(What you will do):
[1] Please transcribe the Qatar sanctions report between "Arab leaders say" and "the press continues.", inclusive.
[2] Continue the Qatar sanctions report from its final sentence.

(Text excerpt):
════

Arab leaders say the pact signed by Washington and Doha is not enough to resolve the crisis. Diplomatic and commercial sanctions remain in force until Doha complies to the "just" demands. Qatar recalls that it is the only country in the region that has signed a document against terrorism. Al Jazeera's campaign for freedom of the press continues.
Doha (AsiaNews) - The deal signed by Qatar and the United States on countering terrorism and aimed at breaking down funding channels for militia groups is "inadequate" according to the leaders of the four Arab countries that have imposed a series of sanctions on the Arab Emirates. The crisis between Riyadh and Doha has been ongoing now for more than a month. Hence the decision to confirm the economic and commercial measures against Qatar until Doha complies with the "just" demands for "security in the region".
In a note, Saudi Arabia, Bahrain, Egypt and the United Arab Emirates (Eau) state that the memorandum of intent announced in Doha during the visit of US Secretary of State Rex Tillerson is "the result of pressures and repeated appeals." The goal of the four states and their allies, continues the statement released yesterday, is to persuade Qatar to "stop supporting terrorism". "The pace is inadequate," the leaders of the Arab bloc agree, adding that priority will be "to carefully monitor the seriousness of Doha authorities" in countering all forms of funding, support, and hospitality to terrorism. Qatar's commitment so far "is not worthy of trust" because in the past the emirate had never complied with this kind of agreement. Hence the final appeal for a "rigorous scrutiny" and the warning for Doha to "return to the right path".

════

(Record extracts):

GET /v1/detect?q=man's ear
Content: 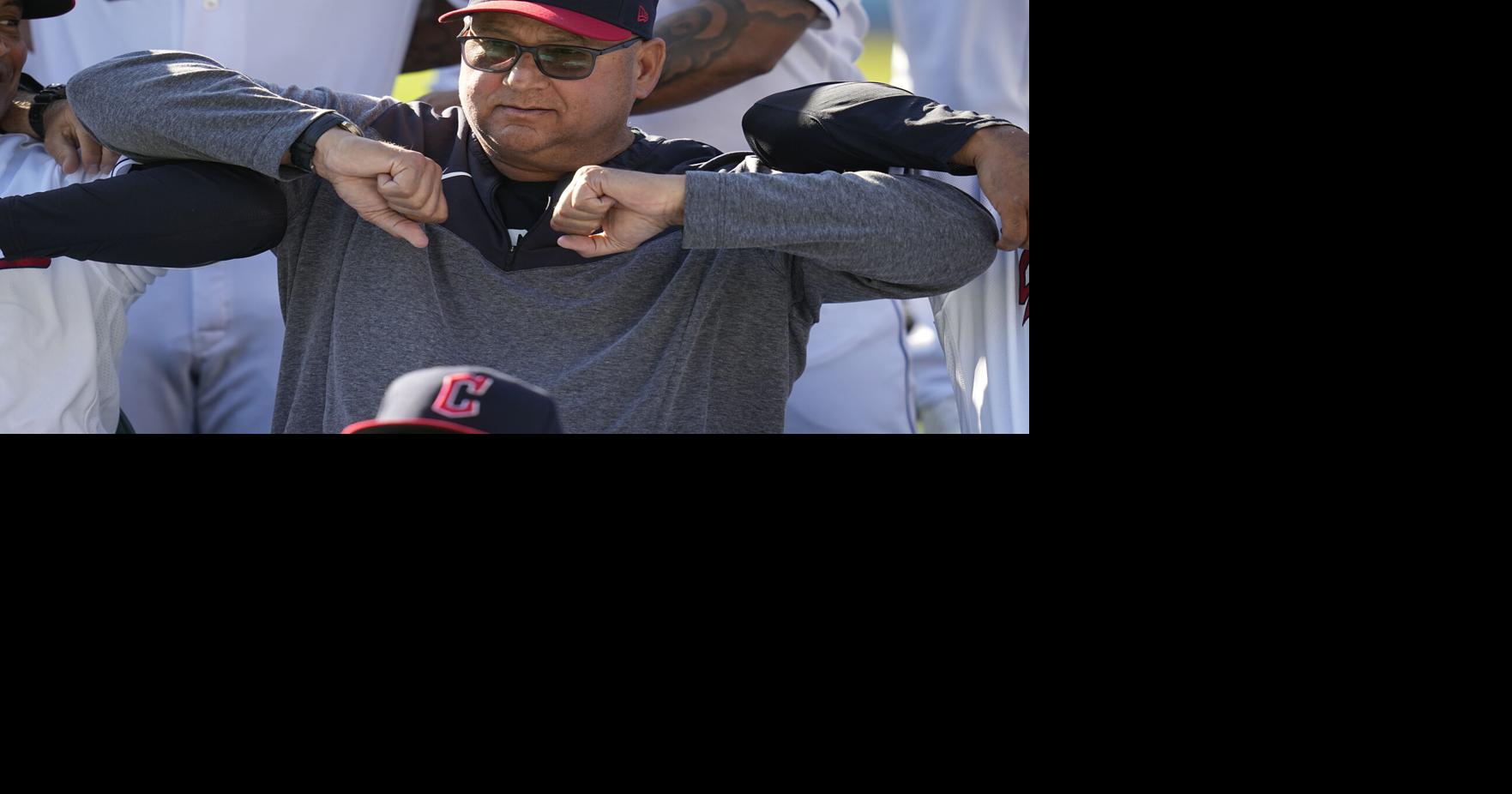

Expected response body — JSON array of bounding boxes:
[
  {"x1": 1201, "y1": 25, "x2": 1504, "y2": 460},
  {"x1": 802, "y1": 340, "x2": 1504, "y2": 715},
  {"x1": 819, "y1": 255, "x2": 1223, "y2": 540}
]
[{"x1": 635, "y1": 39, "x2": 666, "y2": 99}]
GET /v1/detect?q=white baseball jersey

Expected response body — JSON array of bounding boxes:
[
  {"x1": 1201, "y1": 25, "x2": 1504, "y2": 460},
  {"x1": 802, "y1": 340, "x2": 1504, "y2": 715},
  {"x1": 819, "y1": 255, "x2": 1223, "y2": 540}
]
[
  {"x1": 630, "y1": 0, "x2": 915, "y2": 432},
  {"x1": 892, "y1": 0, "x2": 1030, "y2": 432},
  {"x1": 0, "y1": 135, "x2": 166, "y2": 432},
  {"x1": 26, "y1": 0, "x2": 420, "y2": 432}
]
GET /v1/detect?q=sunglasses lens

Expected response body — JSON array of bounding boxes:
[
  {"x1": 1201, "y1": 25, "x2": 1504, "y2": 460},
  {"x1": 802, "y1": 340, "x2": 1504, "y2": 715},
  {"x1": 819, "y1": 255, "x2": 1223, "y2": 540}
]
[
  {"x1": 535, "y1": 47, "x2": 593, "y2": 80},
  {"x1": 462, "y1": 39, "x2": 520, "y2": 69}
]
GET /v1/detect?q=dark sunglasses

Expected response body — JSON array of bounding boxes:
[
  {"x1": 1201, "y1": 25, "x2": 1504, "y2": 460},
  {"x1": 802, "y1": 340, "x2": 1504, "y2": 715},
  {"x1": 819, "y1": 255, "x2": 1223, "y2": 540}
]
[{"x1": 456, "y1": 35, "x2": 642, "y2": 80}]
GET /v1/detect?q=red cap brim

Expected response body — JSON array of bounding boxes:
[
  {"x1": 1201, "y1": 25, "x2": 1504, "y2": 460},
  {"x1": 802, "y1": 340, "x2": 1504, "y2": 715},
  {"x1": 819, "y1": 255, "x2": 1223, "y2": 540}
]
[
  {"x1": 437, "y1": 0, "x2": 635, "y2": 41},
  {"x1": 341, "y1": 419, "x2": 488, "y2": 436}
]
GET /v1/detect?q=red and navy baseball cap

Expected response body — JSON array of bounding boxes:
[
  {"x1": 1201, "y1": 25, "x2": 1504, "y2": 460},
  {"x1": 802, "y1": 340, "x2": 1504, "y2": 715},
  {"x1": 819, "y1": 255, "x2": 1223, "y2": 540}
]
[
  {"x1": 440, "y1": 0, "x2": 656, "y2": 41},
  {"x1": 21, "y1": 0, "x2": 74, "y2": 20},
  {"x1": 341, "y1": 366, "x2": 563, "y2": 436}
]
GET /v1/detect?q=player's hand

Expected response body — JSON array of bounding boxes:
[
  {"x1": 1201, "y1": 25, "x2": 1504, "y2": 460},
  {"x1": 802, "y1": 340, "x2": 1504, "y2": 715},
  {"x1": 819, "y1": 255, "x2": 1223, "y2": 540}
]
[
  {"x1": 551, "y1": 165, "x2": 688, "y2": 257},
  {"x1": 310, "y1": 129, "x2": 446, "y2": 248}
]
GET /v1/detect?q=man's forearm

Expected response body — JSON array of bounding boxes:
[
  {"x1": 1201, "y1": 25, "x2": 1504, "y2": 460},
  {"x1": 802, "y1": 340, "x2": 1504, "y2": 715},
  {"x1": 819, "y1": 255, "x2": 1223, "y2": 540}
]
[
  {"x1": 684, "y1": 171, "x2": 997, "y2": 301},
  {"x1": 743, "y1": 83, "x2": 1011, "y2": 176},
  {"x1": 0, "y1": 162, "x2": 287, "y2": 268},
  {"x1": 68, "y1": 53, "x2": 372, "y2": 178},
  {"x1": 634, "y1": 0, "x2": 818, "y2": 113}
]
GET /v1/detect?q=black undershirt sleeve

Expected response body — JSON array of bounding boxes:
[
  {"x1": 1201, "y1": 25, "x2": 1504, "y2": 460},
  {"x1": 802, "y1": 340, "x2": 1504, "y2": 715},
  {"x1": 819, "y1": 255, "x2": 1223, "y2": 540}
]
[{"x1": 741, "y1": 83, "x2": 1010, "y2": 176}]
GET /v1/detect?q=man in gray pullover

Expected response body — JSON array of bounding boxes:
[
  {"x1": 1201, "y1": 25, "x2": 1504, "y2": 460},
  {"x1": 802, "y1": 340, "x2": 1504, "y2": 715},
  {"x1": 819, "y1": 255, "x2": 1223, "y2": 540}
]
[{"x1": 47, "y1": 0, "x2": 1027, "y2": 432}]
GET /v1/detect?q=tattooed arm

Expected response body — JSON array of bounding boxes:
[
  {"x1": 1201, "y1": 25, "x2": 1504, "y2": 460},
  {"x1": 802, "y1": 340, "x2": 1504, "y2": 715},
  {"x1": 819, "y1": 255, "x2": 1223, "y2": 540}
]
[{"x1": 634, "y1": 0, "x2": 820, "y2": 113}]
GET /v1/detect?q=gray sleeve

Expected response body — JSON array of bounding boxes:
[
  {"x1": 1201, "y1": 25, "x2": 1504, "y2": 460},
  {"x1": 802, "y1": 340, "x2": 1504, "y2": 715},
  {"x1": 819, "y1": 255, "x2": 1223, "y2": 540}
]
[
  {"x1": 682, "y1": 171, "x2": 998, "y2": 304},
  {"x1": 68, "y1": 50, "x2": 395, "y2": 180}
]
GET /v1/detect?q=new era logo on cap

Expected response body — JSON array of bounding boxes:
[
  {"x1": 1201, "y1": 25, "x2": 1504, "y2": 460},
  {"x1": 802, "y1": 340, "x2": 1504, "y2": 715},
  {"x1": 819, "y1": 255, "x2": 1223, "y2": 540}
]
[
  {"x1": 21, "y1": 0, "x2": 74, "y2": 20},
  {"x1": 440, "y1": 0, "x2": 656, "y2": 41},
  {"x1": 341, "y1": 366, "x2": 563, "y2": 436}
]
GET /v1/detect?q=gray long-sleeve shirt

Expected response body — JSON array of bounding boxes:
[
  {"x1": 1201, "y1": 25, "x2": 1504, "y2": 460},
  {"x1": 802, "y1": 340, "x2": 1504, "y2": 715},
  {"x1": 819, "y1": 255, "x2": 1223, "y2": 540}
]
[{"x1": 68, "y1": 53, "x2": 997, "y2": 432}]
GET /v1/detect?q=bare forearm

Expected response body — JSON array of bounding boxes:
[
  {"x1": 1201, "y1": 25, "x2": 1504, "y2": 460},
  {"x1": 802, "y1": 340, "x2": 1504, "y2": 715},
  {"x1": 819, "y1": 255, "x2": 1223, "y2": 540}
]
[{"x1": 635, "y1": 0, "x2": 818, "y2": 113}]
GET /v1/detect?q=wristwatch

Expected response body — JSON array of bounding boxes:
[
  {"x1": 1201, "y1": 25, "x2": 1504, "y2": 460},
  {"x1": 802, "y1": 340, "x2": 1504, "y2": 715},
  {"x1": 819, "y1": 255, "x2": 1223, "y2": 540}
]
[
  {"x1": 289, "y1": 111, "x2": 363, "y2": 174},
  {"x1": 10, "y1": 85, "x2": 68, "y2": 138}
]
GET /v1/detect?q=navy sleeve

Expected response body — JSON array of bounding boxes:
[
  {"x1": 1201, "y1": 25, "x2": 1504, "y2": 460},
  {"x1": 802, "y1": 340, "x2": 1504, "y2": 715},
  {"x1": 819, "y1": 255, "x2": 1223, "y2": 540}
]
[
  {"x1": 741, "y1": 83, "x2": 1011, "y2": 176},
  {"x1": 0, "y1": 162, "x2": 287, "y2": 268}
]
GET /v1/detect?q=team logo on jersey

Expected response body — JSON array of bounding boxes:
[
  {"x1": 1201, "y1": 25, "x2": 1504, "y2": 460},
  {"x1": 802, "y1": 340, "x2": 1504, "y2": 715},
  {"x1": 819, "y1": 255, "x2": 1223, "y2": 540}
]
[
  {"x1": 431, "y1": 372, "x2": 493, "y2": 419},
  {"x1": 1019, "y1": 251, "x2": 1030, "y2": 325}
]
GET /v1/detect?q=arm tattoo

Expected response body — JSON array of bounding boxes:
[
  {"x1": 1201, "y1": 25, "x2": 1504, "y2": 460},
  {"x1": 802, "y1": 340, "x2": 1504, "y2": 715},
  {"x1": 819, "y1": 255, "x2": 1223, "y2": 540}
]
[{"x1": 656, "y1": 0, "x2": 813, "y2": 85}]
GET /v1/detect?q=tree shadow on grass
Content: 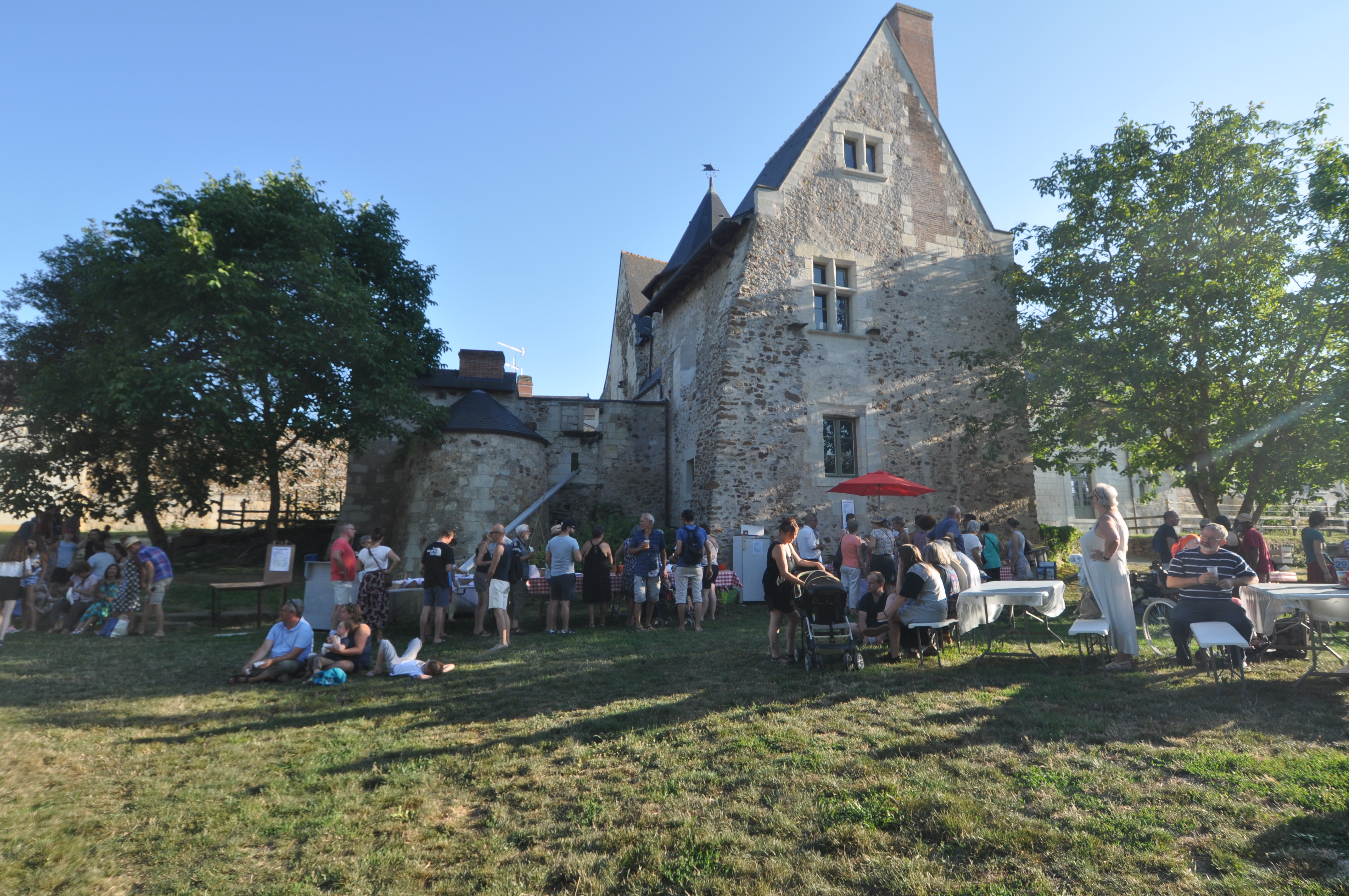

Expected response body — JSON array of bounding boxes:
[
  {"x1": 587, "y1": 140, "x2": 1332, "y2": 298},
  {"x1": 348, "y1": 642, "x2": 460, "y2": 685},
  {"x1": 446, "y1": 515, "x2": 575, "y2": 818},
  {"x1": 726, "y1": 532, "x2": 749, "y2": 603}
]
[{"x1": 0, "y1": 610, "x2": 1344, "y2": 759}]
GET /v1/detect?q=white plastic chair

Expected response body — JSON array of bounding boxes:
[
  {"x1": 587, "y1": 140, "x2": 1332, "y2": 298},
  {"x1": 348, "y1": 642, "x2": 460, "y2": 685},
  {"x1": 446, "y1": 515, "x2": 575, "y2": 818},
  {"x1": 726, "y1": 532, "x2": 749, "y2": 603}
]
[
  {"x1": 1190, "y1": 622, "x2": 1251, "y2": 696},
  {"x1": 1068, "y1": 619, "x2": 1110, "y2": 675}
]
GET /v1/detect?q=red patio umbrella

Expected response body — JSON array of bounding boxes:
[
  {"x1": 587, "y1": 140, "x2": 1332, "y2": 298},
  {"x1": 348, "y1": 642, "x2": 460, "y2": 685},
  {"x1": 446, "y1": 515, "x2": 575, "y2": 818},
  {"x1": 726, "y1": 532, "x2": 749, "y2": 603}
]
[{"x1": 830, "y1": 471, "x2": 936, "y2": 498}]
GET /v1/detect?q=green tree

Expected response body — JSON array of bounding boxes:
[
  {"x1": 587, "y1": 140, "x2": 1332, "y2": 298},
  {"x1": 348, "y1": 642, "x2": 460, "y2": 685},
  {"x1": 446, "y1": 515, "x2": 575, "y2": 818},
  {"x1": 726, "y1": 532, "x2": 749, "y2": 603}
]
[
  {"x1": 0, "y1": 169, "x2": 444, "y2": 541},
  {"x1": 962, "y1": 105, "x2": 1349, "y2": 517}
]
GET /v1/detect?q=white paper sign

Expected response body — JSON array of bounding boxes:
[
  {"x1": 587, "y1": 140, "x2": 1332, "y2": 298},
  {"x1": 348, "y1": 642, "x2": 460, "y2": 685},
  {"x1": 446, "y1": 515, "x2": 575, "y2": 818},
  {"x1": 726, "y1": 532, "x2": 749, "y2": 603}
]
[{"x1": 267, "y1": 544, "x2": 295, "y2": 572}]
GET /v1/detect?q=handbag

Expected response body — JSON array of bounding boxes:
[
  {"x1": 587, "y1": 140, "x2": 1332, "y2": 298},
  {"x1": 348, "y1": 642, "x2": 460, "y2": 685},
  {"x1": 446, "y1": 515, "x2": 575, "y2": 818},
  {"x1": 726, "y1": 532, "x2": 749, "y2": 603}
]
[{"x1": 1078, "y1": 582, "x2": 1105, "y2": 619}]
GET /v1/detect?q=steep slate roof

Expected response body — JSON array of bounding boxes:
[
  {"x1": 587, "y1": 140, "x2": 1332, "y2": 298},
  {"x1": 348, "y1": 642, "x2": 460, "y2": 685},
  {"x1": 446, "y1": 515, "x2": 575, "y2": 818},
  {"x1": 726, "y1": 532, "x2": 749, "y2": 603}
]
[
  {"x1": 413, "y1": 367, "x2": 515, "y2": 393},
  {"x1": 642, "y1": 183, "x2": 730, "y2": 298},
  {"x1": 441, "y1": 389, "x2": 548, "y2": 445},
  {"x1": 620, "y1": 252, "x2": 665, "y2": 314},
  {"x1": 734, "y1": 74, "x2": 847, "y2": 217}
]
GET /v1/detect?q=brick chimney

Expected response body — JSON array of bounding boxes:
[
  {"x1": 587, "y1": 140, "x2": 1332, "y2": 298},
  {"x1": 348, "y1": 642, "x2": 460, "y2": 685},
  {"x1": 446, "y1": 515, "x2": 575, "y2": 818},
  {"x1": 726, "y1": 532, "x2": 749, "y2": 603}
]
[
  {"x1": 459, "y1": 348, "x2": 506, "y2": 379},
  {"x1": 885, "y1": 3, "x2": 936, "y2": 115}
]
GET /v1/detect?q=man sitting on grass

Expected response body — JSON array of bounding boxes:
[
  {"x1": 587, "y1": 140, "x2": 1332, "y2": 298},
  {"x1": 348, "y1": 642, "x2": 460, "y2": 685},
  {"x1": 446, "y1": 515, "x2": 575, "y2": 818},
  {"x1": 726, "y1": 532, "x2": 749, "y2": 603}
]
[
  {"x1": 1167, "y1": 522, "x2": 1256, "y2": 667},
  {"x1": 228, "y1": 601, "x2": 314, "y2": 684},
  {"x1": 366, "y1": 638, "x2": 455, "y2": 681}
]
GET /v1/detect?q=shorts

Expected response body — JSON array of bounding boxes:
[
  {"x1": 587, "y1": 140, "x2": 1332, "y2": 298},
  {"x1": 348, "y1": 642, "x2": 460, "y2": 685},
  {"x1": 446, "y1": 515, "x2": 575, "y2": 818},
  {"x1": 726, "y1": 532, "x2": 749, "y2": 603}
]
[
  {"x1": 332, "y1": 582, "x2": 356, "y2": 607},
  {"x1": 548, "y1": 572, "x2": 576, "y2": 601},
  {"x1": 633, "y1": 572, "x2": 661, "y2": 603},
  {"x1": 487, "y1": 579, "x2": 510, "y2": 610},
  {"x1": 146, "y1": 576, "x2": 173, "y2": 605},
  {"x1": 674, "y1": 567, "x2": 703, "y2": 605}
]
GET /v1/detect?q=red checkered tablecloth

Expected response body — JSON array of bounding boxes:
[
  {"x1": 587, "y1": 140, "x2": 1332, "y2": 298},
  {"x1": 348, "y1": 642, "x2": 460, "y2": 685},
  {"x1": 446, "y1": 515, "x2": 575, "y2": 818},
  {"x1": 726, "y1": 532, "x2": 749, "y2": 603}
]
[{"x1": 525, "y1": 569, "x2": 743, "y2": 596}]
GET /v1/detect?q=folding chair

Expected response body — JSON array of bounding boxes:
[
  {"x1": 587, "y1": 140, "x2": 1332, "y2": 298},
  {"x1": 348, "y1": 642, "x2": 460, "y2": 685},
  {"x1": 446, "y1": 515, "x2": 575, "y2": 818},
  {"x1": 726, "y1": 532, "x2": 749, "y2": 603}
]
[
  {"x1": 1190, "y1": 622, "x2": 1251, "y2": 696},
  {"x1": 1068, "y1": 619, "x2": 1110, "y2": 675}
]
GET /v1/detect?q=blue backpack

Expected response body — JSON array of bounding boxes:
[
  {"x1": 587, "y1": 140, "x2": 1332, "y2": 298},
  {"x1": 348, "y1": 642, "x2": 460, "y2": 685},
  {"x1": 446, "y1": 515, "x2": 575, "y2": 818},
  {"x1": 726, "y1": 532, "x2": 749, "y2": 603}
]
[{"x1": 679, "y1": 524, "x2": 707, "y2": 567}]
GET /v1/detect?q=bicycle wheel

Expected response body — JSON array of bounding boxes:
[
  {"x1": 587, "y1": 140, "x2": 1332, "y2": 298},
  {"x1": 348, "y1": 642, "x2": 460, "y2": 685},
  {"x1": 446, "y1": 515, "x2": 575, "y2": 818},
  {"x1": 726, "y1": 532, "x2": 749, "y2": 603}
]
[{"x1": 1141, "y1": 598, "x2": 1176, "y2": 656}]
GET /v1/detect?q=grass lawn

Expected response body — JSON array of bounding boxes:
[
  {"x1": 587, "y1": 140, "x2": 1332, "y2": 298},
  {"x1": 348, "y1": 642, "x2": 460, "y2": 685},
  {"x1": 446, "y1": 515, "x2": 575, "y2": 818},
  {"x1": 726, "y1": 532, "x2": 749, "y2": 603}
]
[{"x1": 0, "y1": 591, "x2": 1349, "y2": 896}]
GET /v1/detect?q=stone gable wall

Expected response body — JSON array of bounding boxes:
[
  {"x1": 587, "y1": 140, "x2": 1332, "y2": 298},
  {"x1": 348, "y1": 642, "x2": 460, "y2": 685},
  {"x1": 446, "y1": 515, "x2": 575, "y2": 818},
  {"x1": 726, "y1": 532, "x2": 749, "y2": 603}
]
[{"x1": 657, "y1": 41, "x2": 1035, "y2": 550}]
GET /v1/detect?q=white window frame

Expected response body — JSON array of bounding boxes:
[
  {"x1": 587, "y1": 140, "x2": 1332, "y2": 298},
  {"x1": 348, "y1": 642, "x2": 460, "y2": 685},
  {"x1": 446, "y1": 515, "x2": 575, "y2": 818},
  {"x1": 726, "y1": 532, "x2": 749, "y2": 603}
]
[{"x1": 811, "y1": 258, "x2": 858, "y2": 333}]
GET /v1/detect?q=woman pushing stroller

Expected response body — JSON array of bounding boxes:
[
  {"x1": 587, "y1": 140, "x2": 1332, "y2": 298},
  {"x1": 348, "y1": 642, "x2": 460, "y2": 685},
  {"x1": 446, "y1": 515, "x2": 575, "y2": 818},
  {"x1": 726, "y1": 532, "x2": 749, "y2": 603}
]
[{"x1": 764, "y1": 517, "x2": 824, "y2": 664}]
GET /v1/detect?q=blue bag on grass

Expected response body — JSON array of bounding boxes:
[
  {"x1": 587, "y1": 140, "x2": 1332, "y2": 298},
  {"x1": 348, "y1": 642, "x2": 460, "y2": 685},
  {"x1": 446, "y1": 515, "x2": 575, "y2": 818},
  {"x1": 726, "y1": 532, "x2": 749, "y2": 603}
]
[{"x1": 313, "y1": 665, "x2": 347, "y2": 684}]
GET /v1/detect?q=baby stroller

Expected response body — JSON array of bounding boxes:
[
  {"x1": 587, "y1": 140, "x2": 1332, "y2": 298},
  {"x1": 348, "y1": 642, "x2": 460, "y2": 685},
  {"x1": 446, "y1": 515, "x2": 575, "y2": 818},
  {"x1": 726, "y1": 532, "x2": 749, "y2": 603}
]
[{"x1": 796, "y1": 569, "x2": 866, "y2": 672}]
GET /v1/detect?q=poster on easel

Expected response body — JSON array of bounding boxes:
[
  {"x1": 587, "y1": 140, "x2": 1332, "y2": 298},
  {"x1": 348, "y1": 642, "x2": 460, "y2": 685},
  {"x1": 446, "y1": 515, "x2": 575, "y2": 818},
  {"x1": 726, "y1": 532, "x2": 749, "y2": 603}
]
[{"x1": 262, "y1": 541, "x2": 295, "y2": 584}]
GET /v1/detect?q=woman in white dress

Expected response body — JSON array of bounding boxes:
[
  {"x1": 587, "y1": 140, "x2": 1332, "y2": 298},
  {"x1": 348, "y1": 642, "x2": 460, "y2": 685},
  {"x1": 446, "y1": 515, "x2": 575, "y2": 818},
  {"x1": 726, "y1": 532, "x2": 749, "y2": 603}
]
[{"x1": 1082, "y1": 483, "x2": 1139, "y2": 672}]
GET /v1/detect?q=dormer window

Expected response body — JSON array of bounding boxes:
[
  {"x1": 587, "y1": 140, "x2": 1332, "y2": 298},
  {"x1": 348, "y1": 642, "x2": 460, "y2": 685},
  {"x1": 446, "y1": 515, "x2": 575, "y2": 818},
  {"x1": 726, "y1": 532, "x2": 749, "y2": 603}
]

════

(Exercise answers):
[1]
Arab leaders say the pact signed by Washington and Doha is not enough to resolve the crisis. Diplomatic and commercial sanctions remain in force until Doha complies to the "just" demands. Qatar recalls that it is the only country in the region that has signed a document against terrorism. Al Jazeera's campaign for freedom of the press continues.

[2]
The official statement by the Gulf Allies follows the anti-terrorist agreement reached earlier by Tillerson and Doha Foreign Minister Mohammed bin Abdulrahman Al-Thani during an official meeting in Qatar's capital. For the US Secretary of State it is based on the decisions taken in May at the Riyadh summit, whose goal was to "wipe terrorism from the face of the earth". The Qatar diplomacy chief recalled that his country was the first in the Middle East to sign an anti-terrorist deal with Washington and invites nations who are "besieging" Doha to do the same.
In spite of the efforts of international diplomacy and US engagement, the crisis between Qatar and Saudi Arabia shows no sign of abating. The controversy also involves the Qatari Al Jazeera, satellite channel, which Riyadh wants to close down. Hence the press freedom campaign launched by the TV , which has reached over 53 million social users worldwide. The video accompanying the initiative and posted on YouTube in just a few days has exceeded 32 million views, under the slogan "Journalism is not a crime".